== Dataset content ==
--*--

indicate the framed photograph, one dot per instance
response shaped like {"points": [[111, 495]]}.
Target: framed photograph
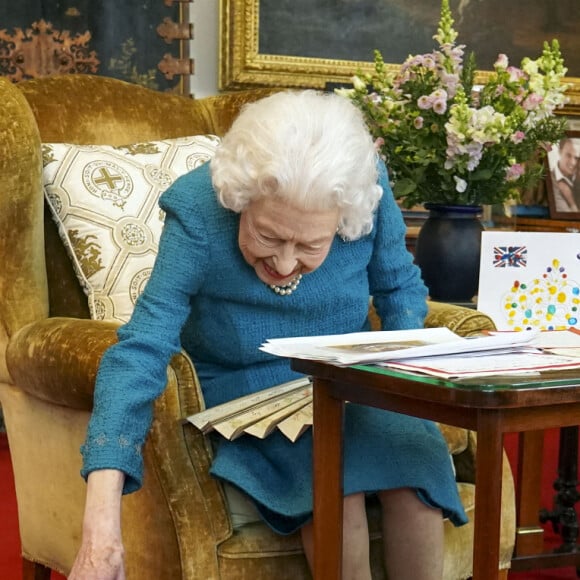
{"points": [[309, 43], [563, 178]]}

--*--

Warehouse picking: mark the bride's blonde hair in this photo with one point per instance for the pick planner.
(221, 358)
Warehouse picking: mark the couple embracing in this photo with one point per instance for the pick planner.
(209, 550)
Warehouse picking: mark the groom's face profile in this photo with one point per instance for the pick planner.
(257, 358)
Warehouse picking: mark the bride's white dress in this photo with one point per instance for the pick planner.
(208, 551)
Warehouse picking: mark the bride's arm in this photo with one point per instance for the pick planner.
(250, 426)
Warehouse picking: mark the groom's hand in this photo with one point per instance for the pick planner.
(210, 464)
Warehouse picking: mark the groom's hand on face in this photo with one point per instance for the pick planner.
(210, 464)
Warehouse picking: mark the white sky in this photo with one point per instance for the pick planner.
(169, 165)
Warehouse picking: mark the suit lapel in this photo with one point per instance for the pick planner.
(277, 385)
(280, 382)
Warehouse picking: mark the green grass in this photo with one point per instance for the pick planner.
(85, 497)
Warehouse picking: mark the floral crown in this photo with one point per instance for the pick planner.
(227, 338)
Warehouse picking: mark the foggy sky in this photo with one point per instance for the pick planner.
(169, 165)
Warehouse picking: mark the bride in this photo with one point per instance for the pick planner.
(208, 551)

--*--

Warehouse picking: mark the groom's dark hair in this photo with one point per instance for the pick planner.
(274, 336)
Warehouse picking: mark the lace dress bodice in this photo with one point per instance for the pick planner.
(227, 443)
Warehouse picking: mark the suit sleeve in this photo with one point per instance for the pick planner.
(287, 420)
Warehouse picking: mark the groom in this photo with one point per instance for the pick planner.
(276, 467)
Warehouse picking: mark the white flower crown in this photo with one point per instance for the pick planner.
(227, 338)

--*--

== What you will do ==
Collect every line in the entries above that contains the word "photograph".

== Correct output ==
indicate the framed photograph, one dot per instance
Target: framed photograph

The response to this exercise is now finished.